Point localization data
- Opening Delimiter -

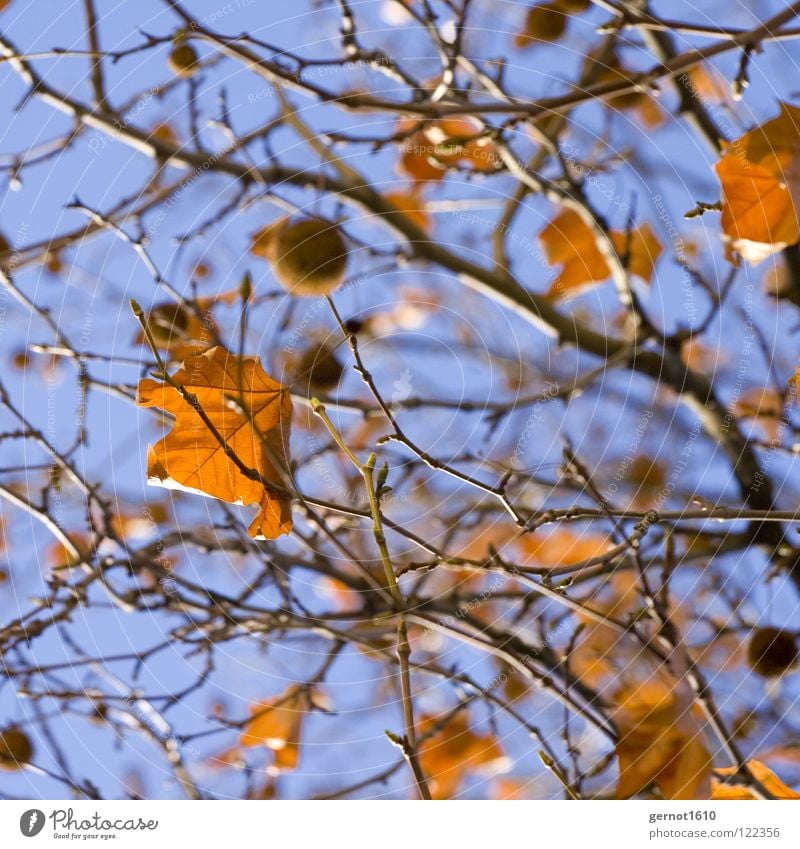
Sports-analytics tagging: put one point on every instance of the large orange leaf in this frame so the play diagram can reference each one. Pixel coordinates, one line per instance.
(771, 782)
(660, 743)
(278, 725)
(760, 178)
(251, 413)
(568, 241)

- Closing Delimiter -

Your goal =>
Every entry is to be reproduced word for word, and no image is carried over.

Result of the exercise =>
Sports-analytics tagging: put one point on every instance of the large orange leaf in this frame so the play diagram can reference each one. Pixel coordinates, one line per instance.
(771, 782)
(660, 743)
(278, 725)
(760, 178)
(251, 413)
(568, 241)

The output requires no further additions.